A etapa final do desenvolvimento é um momento crucial no processo, quando a aplicação em milhares de voluntários averiguará a eficácia do produto
Deborah Moreira
SEESP / Sindicato dos Engenheiros do Estado de São Paulo
São Paulo (SP)

Tradução:

O governo federal e administrações estaduais firmaram acordos com cinco grandes laboratórios internacionais para a realização da fase 3 dos testes clínicos de imunização. A etapa final do desenvolvimento das vacinas é um momento crucial no processo, quando a aplicação em milhares de voluntários, e o seu acompanhamento, averiguará a eficácia do produto.

“É chave para declarar que uma vacina está pronta. É quando se avaliam a segurança biológica e os níveis de toxicidade, se ela previne a infecção, num conjunto maior de pessoas. Especificamente, observa-se se há ocorrência de fenômenos como de indução de doença respiratória aguda, se ocorre a amplificação de infecções”, detalha o biólogo Miguel Garay-Malpartida, professor da Universidade de São Paulo (USP). Esse estágio, explica ele, costuma levar entre um e três anos, embora haja anúncios de possibilidade de imunização já no início de 2021.

Kenneth Carleton Frazier, presidente e CEO da farmacêutica Merck, em alerta contra a pressa pela prevenção da Covid-19, declarou ao portal de notícias da Universidade de Harvard, que a vacina produzida em tempo mais curto pela companhia foi a contra caxumba, o que levou quatro anos. Para desenvolver a imunização contra o Ebola, foram necessários cinco anos e meio.

A etapa final do desenvolvimento é um momento crucial no processo, quando a aplicação em milhares de voluntários averiguará a eficácia do produto

Reprodução: pixnio
Especialistas alertam para o risco à saúde da população caso a pressa prevaleça sobre o rigor científico necessário

Segundo o executivo, o processo é demorado porque requer rigorosa avaliação científica. “Há muitos exemplos de vacinas no passado que estimularam o sistema imunológico, mas não conferiram proteção. Além disso, infelizmente, há alguns casos em que ajudaram o vírus a invadir a célula, porque a vacina estava incompleta em termos de suas propriedades imunogênicas. Temos que ter muito cuidado.”
□ □ □ □ □
== Tarefas e exercícios ==
**A)** No texto sobre a fase 3 dos testes de vacinas, quanto tempo foi necessário para desenvolver a imunização contra o Ebola?
**B)** Escreva a continuação do texto sobre a fase 3 dos testes de vacinas, começando logo após a última frase apresentada.
□ □ □ □ □
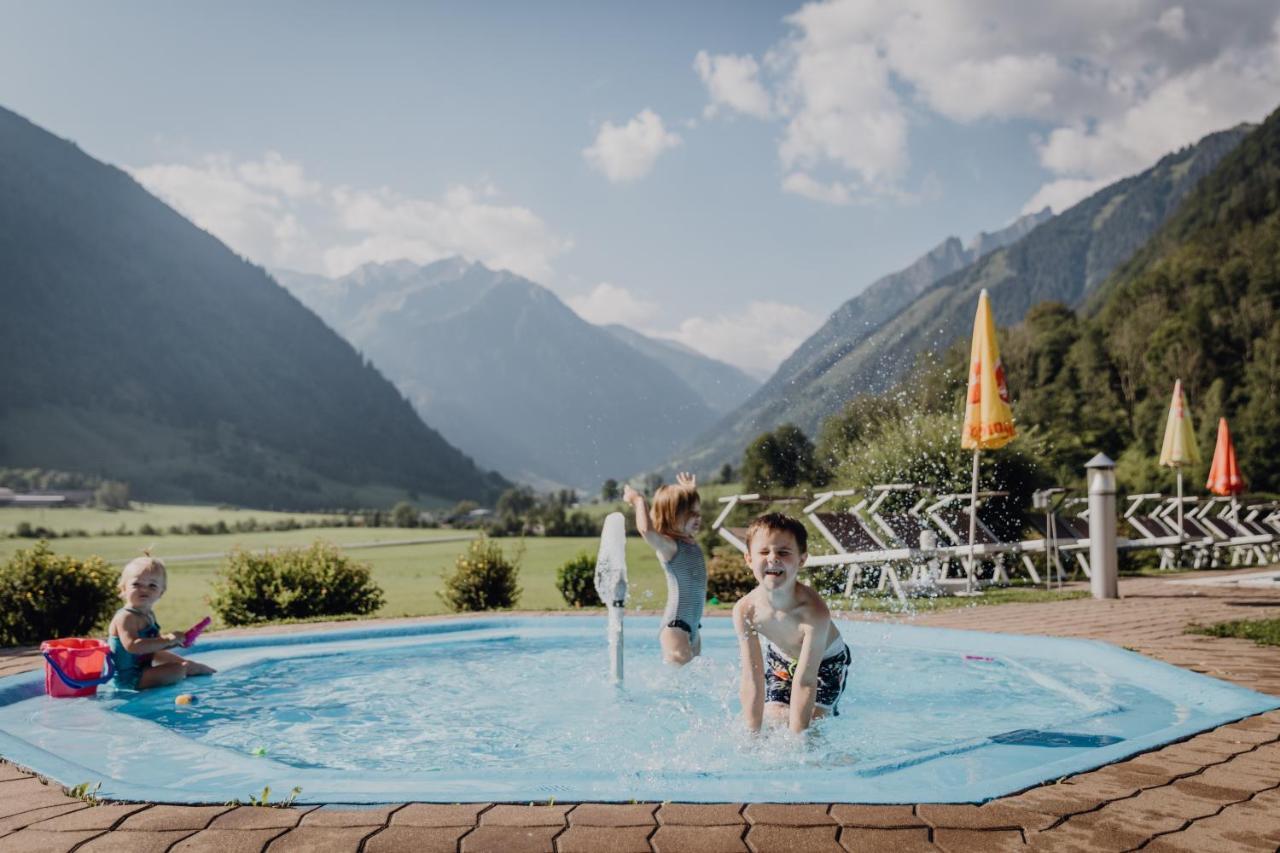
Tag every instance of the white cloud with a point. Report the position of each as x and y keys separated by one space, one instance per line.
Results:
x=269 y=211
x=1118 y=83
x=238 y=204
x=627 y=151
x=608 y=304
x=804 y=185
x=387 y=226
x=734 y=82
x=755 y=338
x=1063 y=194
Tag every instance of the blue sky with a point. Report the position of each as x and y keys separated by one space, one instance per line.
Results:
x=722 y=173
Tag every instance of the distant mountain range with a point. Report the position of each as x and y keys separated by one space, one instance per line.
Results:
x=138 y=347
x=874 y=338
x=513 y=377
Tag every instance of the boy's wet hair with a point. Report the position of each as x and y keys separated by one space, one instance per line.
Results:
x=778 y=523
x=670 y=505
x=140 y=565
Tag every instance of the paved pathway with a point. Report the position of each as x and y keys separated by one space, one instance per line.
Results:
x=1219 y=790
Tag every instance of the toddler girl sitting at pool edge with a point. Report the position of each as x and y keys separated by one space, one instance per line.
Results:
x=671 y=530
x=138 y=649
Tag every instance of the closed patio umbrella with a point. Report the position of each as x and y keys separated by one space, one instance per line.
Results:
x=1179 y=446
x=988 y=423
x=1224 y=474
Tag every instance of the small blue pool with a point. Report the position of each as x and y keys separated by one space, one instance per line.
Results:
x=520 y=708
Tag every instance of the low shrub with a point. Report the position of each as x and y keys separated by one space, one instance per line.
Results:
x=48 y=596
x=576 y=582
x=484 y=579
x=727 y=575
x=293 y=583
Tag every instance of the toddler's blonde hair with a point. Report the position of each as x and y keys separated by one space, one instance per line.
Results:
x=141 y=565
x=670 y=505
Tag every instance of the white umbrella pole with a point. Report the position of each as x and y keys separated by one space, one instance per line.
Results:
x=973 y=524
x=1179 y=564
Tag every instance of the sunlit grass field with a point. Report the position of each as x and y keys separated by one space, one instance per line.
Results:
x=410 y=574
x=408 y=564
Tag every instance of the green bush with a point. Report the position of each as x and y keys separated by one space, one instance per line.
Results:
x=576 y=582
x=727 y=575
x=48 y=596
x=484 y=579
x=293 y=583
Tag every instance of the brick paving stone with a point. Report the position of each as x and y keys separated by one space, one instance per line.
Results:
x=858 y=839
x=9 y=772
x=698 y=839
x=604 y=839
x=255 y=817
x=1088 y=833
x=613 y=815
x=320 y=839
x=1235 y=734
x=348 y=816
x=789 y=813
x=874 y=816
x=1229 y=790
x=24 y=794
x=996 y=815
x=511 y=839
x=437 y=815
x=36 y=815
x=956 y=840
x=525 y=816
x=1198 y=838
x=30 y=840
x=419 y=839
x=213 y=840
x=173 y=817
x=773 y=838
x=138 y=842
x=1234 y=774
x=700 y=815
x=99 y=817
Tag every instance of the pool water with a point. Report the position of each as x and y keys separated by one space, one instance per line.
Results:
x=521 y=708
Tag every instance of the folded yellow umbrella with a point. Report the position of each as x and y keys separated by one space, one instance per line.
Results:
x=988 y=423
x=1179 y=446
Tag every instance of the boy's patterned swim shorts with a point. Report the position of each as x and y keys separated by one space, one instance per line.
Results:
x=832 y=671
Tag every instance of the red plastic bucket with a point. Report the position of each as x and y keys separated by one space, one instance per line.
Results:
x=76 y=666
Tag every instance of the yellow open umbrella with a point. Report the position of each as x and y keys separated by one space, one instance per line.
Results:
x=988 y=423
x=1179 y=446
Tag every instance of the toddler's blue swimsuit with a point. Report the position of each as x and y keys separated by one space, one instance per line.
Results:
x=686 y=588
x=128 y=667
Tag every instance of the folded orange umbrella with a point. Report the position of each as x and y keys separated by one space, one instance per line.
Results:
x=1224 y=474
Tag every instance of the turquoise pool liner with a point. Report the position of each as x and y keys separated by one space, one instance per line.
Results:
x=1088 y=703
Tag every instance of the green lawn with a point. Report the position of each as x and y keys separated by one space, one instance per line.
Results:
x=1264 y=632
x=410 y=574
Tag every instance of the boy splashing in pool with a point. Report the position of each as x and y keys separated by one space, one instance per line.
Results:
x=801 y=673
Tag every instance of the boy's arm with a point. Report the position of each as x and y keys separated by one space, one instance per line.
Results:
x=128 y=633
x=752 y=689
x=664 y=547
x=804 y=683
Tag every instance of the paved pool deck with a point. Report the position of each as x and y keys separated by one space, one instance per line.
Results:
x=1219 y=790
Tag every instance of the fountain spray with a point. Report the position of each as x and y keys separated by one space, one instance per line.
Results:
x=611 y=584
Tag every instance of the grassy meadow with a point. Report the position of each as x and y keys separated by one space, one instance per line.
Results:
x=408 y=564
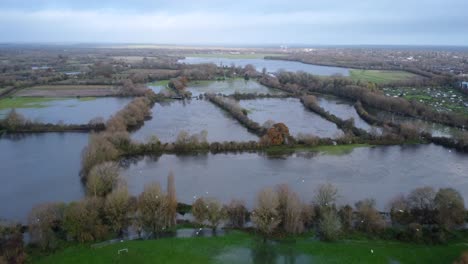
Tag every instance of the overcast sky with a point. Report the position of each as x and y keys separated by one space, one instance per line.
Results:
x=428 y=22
□ □ □ □ □
== Respostas ==
**A)** Cinco anos e meio.

**B)**
O alerta não significa que o vírus geneticamente modificado, usado nas vacinas, cause infecções nas pessoas. O professor da USP explica: “Caso não se respeite o tempo necessário para garantir os padrões de segurança, pode ocorrer um fenômeno conhecido como Infecção Dependente de Anticorpos [ADE na sigla em inglês, Antibody-Dependent Enhancement], quando ocorre uma ligação inespecífica dos vírus com os anticorpos produzidos em resposta à vacina injetada, aumentando o número de vírus dentro das células hospedeiras destinadas, inicialmente, a combatê-los, o que compromete o desenvolvimento do fármaco.”Kenneth Carleton Frazier, CEO da Merck / Foto: Reprodução Youtube 

Segundo Malpartida, esse fenômeno já ocorreu com algumas vacinas, como para um tipo de coronavírus, o RSV (causador de infecção viral do sistema respiratório), e para dengue. Elas chegaram a ser comercializadas, mas tiveram seu uso suspenso. “Assim como muitos medicamentos, as vacinas também são comercializadas nas fases 3 e 4, que são da logística. Felizmente, no Brasil, a da dengue, por exemplo, que estava nessas fases, não foi incorporada ao SUS [Sistema Único de Saúde], justamente pela falta de segurança detectada pelo controle da vigilância sanitária, além do preço alto. Cada dose custava R$ 300,00. O controle social nesse caso é fundamental. Só estava disponível em laboratórios privados”, completa o biólogo.

Conforme ele, no caso específico da Covid-19, é preciso levar em conta o desconhecimento sobre o Sars-Cov-2, que ainda é grande. “Apesar do sequenciamento genético completo realizado em vários países, ainda não sabemos das diversas formas de interação que o vírus pode ter com receptores celulares, além do descrito ECA2, e como, de fato, infecta as células de outros tecidos, além dos pneumócitos dos pulmões”, destaca Malpartida.

Etapas

As vacinas estimulam o sistema imunológico, ativando uma resposta imune específica (ou adquirida), tanto de natureza celular (eliminando células infectadas) quanto humoral (extracelular, usando proteínas), produzindo anticorpos neutralizantes contra o vírus, evitando sua ligação às células-alvo.

Podem ser desenvolvidas de diversas maneiras, conhecidas como plataformas. Segundo a Organização Mundial da Saúde (OMS), 166 vacinas contra Sars-Cov-2 estão em desenvolvimento em universidades e empresas. Dessas, oito estão em estágio mais avançado, em quatro plataformas diferentes.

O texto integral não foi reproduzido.